▶ [SHORT TASK]:
Take down each entry exactly as written.

▶ [SOURCE RECORDS]:

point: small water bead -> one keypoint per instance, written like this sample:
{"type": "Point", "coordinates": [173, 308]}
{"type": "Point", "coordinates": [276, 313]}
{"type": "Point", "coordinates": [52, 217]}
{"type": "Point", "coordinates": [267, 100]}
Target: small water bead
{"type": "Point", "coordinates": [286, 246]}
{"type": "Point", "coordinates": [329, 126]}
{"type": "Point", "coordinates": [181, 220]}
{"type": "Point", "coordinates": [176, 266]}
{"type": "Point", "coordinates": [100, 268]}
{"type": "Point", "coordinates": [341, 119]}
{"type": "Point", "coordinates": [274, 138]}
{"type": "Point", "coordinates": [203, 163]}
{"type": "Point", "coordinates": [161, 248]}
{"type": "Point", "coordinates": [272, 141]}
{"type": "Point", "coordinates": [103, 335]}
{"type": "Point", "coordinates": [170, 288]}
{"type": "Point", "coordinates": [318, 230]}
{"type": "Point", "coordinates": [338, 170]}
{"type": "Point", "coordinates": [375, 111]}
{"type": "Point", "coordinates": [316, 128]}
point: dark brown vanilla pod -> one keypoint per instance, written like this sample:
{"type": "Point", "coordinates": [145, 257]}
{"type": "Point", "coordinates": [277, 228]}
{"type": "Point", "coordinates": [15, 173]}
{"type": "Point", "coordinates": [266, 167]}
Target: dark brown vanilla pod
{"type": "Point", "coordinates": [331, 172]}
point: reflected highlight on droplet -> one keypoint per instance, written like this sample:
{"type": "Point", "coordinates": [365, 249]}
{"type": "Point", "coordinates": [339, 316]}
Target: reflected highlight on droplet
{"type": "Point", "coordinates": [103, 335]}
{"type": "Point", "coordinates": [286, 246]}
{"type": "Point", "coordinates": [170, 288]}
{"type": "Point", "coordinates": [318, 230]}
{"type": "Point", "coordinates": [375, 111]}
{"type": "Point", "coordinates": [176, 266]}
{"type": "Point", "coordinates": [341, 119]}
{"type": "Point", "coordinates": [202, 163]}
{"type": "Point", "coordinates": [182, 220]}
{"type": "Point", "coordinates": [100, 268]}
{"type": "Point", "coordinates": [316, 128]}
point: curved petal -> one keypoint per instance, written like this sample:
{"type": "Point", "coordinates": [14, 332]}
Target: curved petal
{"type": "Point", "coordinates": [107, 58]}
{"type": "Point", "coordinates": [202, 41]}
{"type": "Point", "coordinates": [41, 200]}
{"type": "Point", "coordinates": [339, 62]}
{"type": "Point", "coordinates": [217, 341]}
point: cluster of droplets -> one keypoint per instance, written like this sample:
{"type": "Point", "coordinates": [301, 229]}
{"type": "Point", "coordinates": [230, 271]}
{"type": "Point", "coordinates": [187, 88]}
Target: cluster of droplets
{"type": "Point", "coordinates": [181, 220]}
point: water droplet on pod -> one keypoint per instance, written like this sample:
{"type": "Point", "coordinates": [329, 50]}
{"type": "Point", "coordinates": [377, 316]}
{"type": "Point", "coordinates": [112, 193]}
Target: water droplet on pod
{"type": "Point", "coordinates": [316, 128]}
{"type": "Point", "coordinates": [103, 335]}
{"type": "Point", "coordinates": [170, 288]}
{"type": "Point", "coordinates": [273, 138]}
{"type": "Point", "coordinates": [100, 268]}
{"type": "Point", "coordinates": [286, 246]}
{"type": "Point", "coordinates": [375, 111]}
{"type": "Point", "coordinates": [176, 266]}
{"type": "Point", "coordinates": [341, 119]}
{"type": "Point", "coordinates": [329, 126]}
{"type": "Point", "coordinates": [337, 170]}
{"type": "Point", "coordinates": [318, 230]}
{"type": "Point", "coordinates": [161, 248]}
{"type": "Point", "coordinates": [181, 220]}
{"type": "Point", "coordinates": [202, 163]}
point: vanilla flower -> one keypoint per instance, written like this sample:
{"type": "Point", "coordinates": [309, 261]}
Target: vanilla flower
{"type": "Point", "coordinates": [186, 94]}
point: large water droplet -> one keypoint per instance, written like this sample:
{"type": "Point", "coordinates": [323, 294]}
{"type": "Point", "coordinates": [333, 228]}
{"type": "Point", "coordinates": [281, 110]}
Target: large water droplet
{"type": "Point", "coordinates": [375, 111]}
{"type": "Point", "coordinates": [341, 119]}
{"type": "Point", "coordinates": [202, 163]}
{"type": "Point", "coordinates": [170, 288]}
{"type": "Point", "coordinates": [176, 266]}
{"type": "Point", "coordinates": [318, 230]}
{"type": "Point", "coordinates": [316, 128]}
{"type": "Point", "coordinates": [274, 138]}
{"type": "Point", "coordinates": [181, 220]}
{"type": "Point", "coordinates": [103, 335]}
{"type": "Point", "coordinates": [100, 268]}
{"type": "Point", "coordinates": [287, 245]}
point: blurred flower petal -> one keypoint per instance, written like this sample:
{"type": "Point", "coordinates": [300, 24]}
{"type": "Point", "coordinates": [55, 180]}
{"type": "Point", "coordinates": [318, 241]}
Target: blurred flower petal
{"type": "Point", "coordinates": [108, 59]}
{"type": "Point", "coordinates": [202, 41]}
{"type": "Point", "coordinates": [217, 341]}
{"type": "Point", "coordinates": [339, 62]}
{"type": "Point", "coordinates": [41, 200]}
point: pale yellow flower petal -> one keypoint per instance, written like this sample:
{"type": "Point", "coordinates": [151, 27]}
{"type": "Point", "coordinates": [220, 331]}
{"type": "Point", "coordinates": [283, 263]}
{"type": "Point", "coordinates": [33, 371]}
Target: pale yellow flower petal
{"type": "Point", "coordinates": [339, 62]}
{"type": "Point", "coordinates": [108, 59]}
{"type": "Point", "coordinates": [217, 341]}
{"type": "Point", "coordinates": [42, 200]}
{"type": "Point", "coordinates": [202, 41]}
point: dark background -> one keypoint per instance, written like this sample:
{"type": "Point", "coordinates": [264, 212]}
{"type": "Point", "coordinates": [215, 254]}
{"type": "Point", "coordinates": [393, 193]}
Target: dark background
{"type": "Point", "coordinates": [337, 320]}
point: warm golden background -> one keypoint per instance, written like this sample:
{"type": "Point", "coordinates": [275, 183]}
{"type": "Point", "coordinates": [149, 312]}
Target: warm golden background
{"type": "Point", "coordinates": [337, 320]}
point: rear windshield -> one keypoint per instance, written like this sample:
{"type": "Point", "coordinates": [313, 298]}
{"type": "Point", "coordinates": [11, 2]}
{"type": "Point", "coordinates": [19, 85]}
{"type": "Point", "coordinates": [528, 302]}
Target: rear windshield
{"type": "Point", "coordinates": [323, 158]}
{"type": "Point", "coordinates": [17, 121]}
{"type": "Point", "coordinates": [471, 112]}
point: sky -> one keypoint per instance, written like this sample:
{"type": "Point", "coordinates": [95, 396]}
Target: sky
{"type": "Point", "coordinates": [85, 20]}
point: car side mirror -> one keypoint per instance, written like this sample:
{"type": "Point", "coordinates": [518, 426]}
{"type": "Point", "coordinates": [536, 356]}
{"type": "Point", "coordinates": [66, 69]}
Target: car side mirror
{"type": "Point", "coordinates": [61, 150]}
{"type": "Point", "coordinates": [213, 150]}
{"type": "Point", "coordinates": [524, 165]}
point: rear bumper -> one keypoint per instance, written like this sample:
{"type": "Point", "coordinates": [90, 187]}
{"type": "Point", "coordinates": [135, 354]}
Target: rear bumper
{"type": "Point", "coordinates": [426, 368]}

▶ [SOLUTION TO THIS EXERCISE]:
point: small water bead -> one keypoint per instance, written like this sample:
{"type": "Point", "coordinates": [173, 308]}
{"type": "Point", "coordinates": [276, 313]}
{"type": "Point", "coordinates": [52, 217]}
{"type": "Point", "coordinates": [267, 100]}
Target: small water bead
{"type": "Point", "coordinates": [286, 246]}
{"type": "Point", "coordinates": [329, 126]}
{"type": "Point", "coordinates": [181, 220]}
{"type": "Point", "coordinates": [176, 266]}
{"type": "Point", "coordinates": [100, 268]}
{"type": "Point", "coordinates": [341, 119]}
{"type": "Point", "coordinates": [274, 138]}
{"type": "Point", "coordinates": [203, 163]}
{"type": "Point", "coordinates": [161, 248]}
{"type": "Point", "coordinates": [272, 141]}
{"type": "Point", "coordinates": [103, 335]}
{"type": "Point", "coordinates": [170, 288]}
{"type": "Point", "coordinates": [318, 230]}
{"type": "Point", "coordinates": [338, 170]}
{"type": "Point", "coordinates": [375, 111]}
{"type": "Point", "coordinates": [316, 128]}
point: dark brown vanilla pod -> one keypoint per instance, written like this sample:
{"type": "Point", "coordinates": [145, 257]}
{"type": "Point", "coordinates": [277, 228]}
{"type": "Point", "coordinates": [15, 173]}
{"type": "Point", "coordinates": [266, 167]}
Target: dark brown vanilla pod
{"type": "Point", "coordinates": [331, 172]}
point: reflected highlight on droplet -> one keypoint per instance, written like this sample:
{"type": "Point", "coordinates": [365, 249]}
{"type": "Point", "coordinates": [339, 316]}
Target: reflected highlight on droplet
{"type": "Point", "coordinates": [103, 335]}
{"type": "Point", "coordinates": [286, 246]}
{"type": "Point", "coordinates": [170, 288]}
{"type": "Point", "coordinates": [318, 230]}
{"type": "Point", "coordinates": [375, 111]}
{"type": "Point", "coordinates": [176, 266]}
{"type": "Point", "coordinates": [341, 119]}
{"type": "Point", "coordinates": [202, 163]}
{"type": "Point", "coordinates": [182, 220]}
{"type": "Point", "coordinates": [100, 268]}
{"type": "Point", "coordinates": [316, 128]}
point: curved petal -> one keypoint per instance, written like this sample:
{"type": "Point", "coordinates": [14, 332]}
Target: curved petal
{"type": "Point", "coordinates": [107, 58]}
{"type": "Point", "coordinates": [202, 41]}
{"type": "Point", "coordinates": [41, 200]}
{"type": "Point", "coordinates": [339, 62]}
{"type": "Point", "coordinates": [217, 341]}
point: cluster of droplets -> one keypoint per instance, written like this sample:
{"type": "Point", "coordinates": [301, 229]}
{"type": "Point", "coordinates": [230, 271]}
{"type": "Point", "coordinates": [187, 88]}
Target: cluster of droplets
{"type": "Point", "coordinates": [181, 220]}
point: water droplet on pod -> one keypoint per instance, written like this sample:
{"type": "Point", "coordinates": [329, 50]}
{"type": "Point", "coordinates": [377, 316]}
{"type": "Point", "coordinates": [112, 193]}
Target: water droplet on pod
{"type": "Point", "coordinates": [316, 128]}
{"type": "Point", "coordinates": [103, 335]}
{"type": "Point", "coordinates": [170, 288]}
{"type": "Point", "coordinates": [273, 138]}
{"type": "Point", "coordinates": [100, 268]}
{"type": "Point", "coordinates": [286, 246]}
{"type": "Point", "coordinates": [375, 111]}
{"type": "Point", "coordinates": [176, 266]}
{"type": "Point", "coordinates": [341, 119]}
{"type": "Point", "coordinates": [329, 126]}
{"type": "Point", "coordinates": [337, 170]}
{"type": "Point", "coordinates": [318, 230]}
{"type": "Point", "coordinates": [161, 248]}
{"type": "Point", "coordinates": [181, 220]}
{"type": "Point", "coordinates": [202, 163]}
point: vanilla flower -> one keypoint per instance, written like this sample:
{"type": "Point", "coordinates": [309, 261]}
Target: vanilla flower
{"type": "Point", "coordinates": [186, 94]}
point: large water droplet -> one keypoint per instance, written like this sample:
{"type": "Point", "coordinates": [323, 294]}
{"type": "Point", "coordinates": [333, 228]}
{"type": "Point", "coordinates": [281, 110]}
Target: large water droplet
{"type": "Point", "coordinates": [375, 111]}
{"type": "Point", "coordinates": [341, 119]}
{"type": "Point", "coordinates": [202, 163]}
{"type": "Point", "coordinates": [170, 288]}
{"type": "Point", "coordinates": [176, 266]}
{"type": "Point", "coordinates": [318, 230]}
{"type": "Point", "coordinates": [316, 128]}
{"type": "Point", "coordinates": [274, 138]}
{"type": "Point", "coordinates": [181, 220]}
{"type": "Point", "coordinates": [103, 335]}
{"type": "Point", "coordinates": [100, 268]}
{"type": "Point", "coordinates": [287, 245]}
point: blurred flower petal -> one keypoint per instance, written like this sample:
{"type": "Point", "coordinates": [300, 24]}
{"type": "Point", "coordinates": [55, 180]}
{"type": "Point", "coordinates": [318, 241]}
Target: blurred flower petal
{"type": "Point", "coordinates": [108, 59]}
{"type": "Point", "coordinates": [202, 41]}
{"type": "Point", "coordinates": [217, 341]}
{"type": "Point", "coordinates": [339, 62]}
{"type": "Point", "coordinates": [41, 200]}
point: pale yellow flower petal -> one keypoint per instance, written like this sample:
{"type": "Point", "coordinates": [151, 27]}
{"type": "Point", "coordinates": [220, 331]}
{"type": "Point", "coordinates": [283, 263]}
{"type": "Point", "coordinates": [33, 371]}
Target: pale yellow flower petal
{"type": "Point", "coordinates": [339, 62]}
{"type": "Point", "coordinates": [108, 59]}
{"type": "Point", "coordinates": [217, 341]}
{"type": "Point", "coordinates": [42, 200]}
{"type": "Point", "coordinates": [202, 41]}
point: dark background -> one keypoint per instance, written like this sample:
{"type": "Point", "coordinates": [264, 212]}
{"type": "Point", "coordinates": [215, 254]}
{"type": "Point", "coordinates": [393, 193]}
Target: dark background
{"type": "Point", "coordinates": [337, 320]}
point: warm golden background -> one keypoint per instance, written like this sample:
{"type": "Point", "coordinates": [275, 183]}
{"type": "Point", "coordinates": [149, 312]}
Target: warm golden background
{"type": "Point", "coordinates": [337, 320]}
point: rear windshield -> one keypoint per instance, written like this sample:
{"type": "Point", "coordinates": [313, 298]}
{"type": "Point", "coordinates": [11, 2]}
{"type": "Point", "coordinates": [19, 85]}
{"type": "Point", "coordinates": [528, 302]}
Target: rear windshield
{"type": "Point", "coordinates": [323, 158]}
{"type": "Point", "coordinates": [17, 121]}
{"type": "Point", "coordinates": [471, 112]}
point: sky -> one keypoint per instance, written like this sample:
{"type": "Point", "coordinates": [95, 396]}
Target: sky
{"type": "Point", "coordinates": [85, 20]}
point: car side mirror -> one keypoint per instance, written like this sample:
{"type": "Point", "coordinates": [518, 426]}
{"type": "Point", "coordinates": [536, 356]}
{"type": "Point", "coordinates": [66, 69]}
Target: car side mirror
{"type": "Point", "coordinates": [61, 150]}
{"type": "Point", "coordinates": [213, 150]}
{"type": "Point", "coordinates": [524, 165]}
point: rear bumper -> one keypoint per instance, written like this sample:
{"type": "Point", "coordinates": [90, 187]}
{"type": "Point", "coordinates": [135, 354]}
Target: rear bumper
{"type": "Point", "coordinates": [426, 368]}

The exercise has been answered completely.